* [WORK TASK]: Scan the entries below and report only how many lines contain "every".

[[ DATASET EXTRACT open ]]

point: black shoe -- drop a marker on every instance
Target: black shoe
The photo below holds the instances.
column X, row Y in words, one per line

[[ DATASET EXTRACT closed ]]
[[ DATASET EXTRACT open ]]

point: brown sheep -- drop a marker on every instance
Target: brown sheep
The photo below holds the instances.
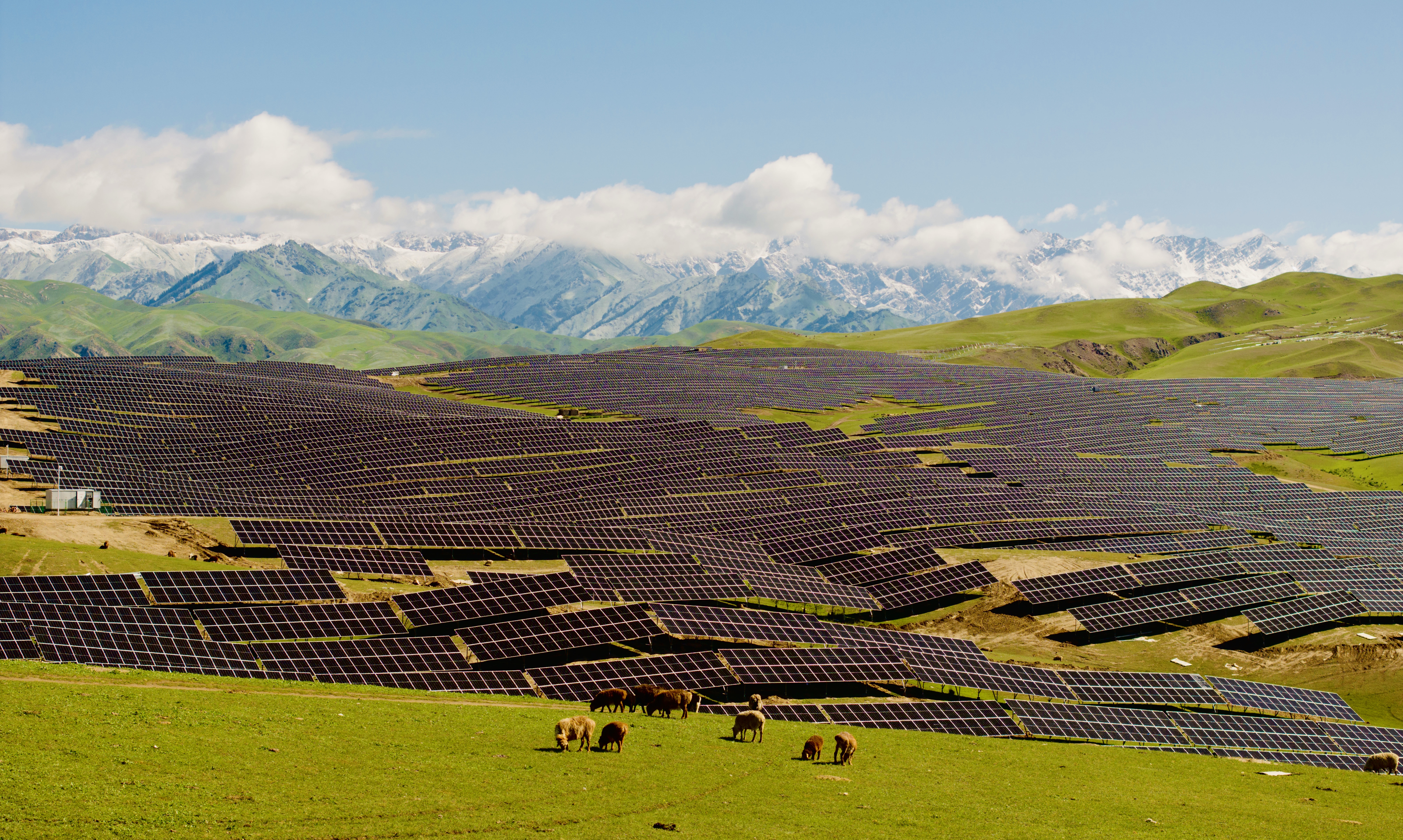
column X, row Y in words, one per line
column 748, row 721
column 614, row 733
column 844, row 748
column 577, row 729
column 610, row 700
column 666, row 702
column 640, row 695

[[ DATASET EXTRACT closed ]]

* [REPLY]: 2